■ Exercise aim: Please give back each entry below unaltered, leaving the pictures out.

■ Listed records:
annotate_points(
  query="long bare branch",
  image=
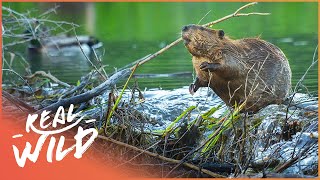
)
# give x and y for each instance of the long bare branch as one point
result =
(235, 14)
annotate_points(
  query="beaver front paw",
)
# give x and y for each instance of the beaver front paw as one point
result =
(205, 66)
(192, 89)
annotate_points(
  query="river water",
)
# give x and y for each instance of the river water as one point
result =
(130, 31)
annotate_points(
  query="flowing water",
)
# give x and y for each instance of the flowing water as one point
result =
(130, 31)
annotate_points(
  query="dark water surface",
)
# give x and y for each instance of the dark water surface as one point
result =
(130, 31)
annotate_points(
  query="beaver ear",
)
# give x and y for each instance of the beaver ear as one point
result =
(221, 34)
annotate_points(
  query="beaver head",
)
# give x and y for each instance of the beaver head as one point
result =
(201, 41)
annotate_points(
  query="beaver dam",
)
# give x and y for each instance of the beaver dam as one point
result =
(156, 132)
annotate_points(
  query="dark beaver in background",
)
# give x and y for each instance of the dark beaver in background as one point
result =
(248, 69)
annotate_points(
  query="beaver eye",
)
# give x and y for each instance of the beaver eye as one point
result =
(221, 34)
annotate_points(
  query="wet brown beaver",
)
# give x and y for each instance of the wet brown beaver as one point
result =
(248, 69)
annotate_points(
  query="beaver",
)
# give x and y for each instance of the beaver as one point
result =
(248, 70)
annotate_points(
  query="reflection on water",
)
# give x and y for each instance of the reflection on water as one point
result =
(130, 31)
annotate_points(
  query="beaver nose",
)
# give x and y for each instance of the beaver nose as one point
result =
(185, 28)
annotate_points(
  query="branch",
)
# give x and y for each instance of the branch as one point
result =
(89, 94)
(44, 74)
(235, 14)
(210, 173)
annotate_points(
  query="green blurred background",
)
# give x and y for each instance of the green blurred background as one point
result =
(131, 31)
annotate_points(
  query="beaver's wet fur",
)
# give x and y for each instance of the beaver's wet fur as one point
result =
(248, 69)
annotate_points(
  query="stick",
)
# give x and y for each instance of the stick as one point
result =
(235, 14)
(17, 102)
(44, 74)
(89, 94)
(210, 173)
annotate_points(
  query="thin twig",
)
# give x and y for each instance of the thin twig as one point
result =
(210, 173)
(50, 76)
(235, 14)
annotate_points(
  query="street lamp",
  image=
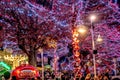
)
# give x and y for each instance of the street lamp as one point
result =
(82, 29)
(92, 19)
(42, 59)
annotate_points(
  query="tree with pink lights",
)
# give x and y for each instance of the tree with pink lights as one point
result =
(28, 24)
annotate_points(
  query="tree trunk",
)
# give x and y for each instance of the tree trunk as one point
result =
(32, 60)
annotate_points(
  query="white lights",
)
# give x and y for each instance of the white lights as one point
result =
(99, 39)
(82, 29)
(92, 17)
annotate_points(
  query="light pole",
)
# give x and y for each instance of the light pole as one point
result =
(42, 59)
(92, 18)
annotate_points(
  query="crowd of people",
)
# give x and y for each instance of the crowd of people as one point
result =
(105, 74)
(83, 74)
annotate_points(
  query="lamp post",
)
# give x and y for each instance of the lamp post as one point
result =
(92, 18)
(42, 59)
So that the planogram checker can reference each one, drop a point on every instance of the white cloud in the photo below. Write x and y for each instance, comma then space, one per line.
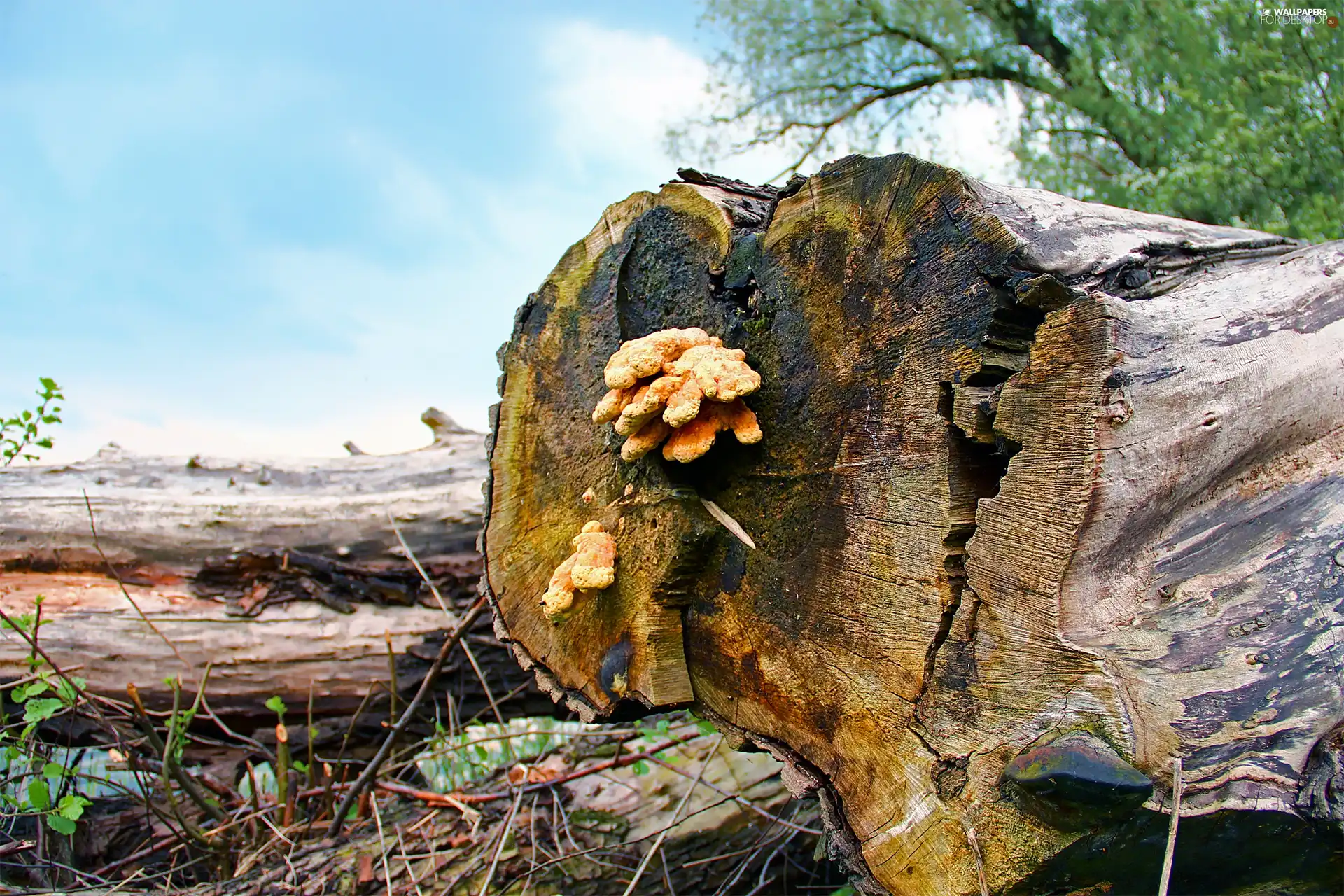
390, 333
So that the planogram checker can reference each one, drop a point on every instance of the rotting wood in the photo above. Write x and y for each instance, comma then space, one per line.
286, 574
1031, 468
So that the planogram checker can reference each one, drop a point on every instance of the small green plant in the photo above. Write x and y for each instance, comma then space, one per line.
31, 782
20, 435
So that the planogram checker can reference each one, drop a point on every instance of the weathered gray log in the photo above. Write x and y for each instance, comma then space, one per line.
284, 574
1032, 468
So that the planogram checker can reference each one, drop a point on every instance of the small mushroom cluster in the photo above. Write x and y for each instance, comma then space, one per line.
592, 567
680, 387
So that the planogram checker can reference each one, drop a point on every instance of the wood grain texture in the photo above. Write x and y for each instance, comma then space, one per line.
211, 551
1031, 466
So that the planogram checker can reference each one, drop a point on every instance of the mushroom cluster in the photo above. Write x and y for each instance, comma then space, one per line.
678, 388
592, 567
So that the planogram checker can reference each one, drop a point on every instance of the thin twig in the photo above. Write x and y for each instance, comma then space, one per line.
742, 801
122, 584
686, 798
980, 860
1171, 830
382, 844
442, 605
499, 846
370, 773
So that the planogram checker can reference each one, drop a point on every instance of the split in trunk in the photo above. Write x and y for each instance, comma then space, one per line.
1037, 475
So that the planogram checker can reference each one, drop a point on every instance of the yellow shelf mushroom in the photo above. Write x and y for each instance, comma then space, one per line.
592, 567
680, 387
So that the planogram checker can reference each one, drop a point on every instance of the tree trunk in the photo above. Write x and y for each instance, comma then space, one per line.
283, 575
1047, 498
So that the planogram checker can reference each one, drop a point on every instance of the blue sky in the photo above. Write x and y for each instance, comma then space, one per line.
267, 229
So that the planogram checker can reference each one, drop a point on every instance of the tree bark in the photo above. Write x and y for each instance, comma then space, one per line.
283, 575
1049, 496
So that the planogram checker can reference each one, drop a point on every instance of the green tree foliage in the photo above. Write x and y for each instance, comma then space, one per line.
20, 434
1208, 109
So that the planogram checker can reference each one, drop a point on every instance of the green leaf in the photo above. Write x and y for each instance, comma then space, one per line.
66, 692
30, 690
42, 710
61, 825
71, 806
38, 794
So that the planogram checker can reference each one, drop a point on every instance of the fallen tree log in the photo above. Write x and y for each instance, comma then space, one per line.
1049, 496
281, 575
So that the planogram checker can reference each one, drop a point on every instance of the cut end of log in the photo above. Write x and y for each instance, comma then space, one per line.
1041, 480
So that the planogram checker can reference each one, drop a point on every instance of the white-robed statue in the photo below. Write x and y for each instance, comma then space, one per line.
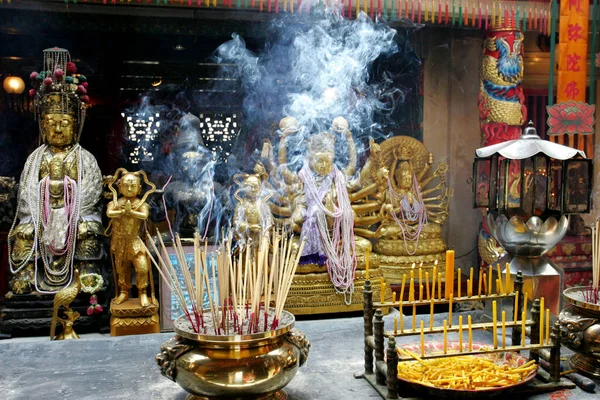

■ Solution:
annotate_points(
  query="long bare branch",
  image=
)
# give x and y for each instance of the long bare branch as one point
result =
(235, 14)
annotate_points(
  query="beaver front paw",
)
# give x and y for each instance of the beaver front paw as one point
result =
(205, 66)
(192, 89)
annotate_points(
  query="river water",
)
# give x and y for each instance of the river water as one point
result =
(130, 31)
annotate_points(
  query="flowing water",
)
# give x and y for each instance of the flowing water as one point
result =
(130, 31)
annotate_points(
  query="dark water surface",
)
# give x and y for each instance of the dark water surface as one point
result =
(130, 31)
annotate_points(
  query="beaver ear",
)
# give x and y for each instance of the beaver ear as one point
result =
(221, 34)
annotate_points(
  query="beaver head",
)
# give x and y for each instance of the beaver head as one point
result =
(201, 41)
annotate_points(
  query="beaver dam",
)
# give x and y for each instance of the beaver dam as one point
result =
(156, 132)
annotate_points(
  query="dark beaver in background",
)
# give x and y for each instance of the dark beaver in background as one point
result =
(248, 69)
annotate_points(
  query="beaver eye",
)
# give x and y for each instance of the beaver eye as one point
result =
(221, 34)
annotate_points(
  query="wet brown beaver",
)
# give x and y for each instance of the wet brown beaver as one point
result =
(248, 69)
annotate_points(
  query="beaver",
)
# give x and y for each instance of the beaver as one point
result =
(248, 70)
annotate_points(
  query="reflection on water",
)
# give x and y for each instance of the reflection on water as one point
result =
(130, 31)
annotate_points(
  query="beaver nose",
)
# give x and y for each instance of the beaver nose as one point
result =
(185, 28)
annotate_points(
  query="branch",
)
# give x and y for each instance of the branch as one point
result =
(89, 94)
(44, 74)
(235, 14)
(210, 173)
annotate_points(
  query="green blurred background",
)
# give x and y for each instance of the green blurred background as one point
result =
(131, 31)
annotate_points(
  query="beaver's wet fur",
)
# give x and y for each instance of the beaver's wet fur as one point
result =
(248, 69)
annotate_points(
  query="stick",
)
# give x and y for each instance of the stick as one point
result =
(235, 14)
(17, 102)
(44, 74)
(89, 94)
(210, 173)
annotate_points(
  query="thin twig",
)
# give x and y for each instance of the thin twig as one point
result =
(210, 173)
(50, 76)
(235, 14)
annotate_points(
  query="street lamp",
  image=
)
# give x and y for each instance of the street lamp as one point
result =
(82, 29)
(92, 19)
(42, 59)
annotate_points(
  query="tree with pink lights",
)
# give x and y for each instance of the tree with pink lights as one point
result =
(28, 24)
annotate_points(
  query="tree trunk",
)
# give x and y for each instance of the tree trunk as one point
result =
(32, 60)
annotate_points(
  query="white lights",
)
# give x and y for each instance of the white lights as one point
result =
(99, 39)
(82, 29)
(92, 17)
annotate_points(
  query="light pole",
)
# give x and y for each instance of the light pole as one point
result =
(42, 59)
(92, 18)
annotate_points(
  query="crowd of people",
)
# give x and y for each instance of the crowd of people as one point
result =
(105, 74)
(83, 74)
annotate_points(
  query="lamp post",
)
# give x and y for each instance of the lamp post as one point
result =
(92, 18)
(42, 59)
So that the planogram checker can reference each one, drop a point on every instance of the white cloud in the photo below. Write x and y for each instance, comma then space, one per line.
390, 333
So that the planogram checker can reference each one, drop a point on every instance of the rotting wood in the photo above. Write x and y for each instance, comma then space, one per line.
286, 574
1031, 468
So that the planogram checker can reference each one, drop a point on every instance of the small green plant in the photo above. Write x and y for each instance, comma then space, one per line.
31, 782
20, 435
So that the planogram checker can reference each one, drop a point on every instance of the weathered gray log in the photo above. Write x and y for each instance, comma then space, one per line.
284, 574
1032, 468
So that the planogram checker can reference each one, drop a point on every instance of the small mushroom cluster in the photo above. Write x and y for each instance, comma then space, one per line.
592, 567
680, 387
So that the planogram checker can reference each one, drop a point on every instance of the wood grain texture in the photo above. Write x and y for each instance, comma then space, one per line.
211, 551
1031, 466
So that the planogram checker can reference each one, drop a point on every instance of the mushroom cluster in the photo above. Write x and y for each instance, comma then space, one per line.
678, 388
592, 567
So that the planogram checker can reference each one, drop a point on every instance of the thin twig in the photo above. Write x and y for each instance, comma then space, one per line.
742, 801
122, 584
686, 798
980, 860
1171, 830
382, 844
442, 605
499, 846
370, 773
So that the planogram checker can reference each one, drop a point on every instance of the split in trunk in the photo above. Write x and y for each instance, comma then space, one per line.
1037, 475
So that the planogram checker can reference each one, drop a point on every instance of the yellow shelf mushroom in the photo above. Write x and y for each instance, comma then space, one per line.
592, 567
680, 387
So that the planogram checker can reference each one, drop a point on every instance of the tree trunk in the photo above. Write x and y for each instance, comma then space, one per line.
283, 575
1047, 498
So that the planogram checker can reference each one, drop a point on every instance of the blue sky in the photo above. Write x and y for each instance, comma then space, one per line.
267, 229
So that the planogram checker can reference each one, drop a point on every instance of the tree bark in the photo above. Write x and y for each instance, comma then space, one per line.
283, 575
1049, 496
So that the planogram checker can reference each one, drop a point on every instance of the green tree foliage in the photo above. Write x and y for each instance, comma then space, one per line.
20, 434
1208, 109
So that the planogram checker can reference each one, drop a point on every instance of the green leaf in the photo above. Write x and y for each instance, comma then space, one per line.
66, 692
30, 690
42, 710
61, 825
71, 806
38, 794
So that the planogram checker can reference each one, drop a point on every instance of the fallen tree log in the photo above. Write x and y for each instance, comma then space, one per line.
1049, 496
281, 575
So that the planogram checker can reference each one, drop a point on every instance of the cut end of log in the photo above. Write x and y for each instance, comma then space, one per line.
1041, 480
So that the planogram checker can reference each one, drop a point on every instance of the white-robed statue in the photo below. Write x and y for each instance, comma then space, one per line.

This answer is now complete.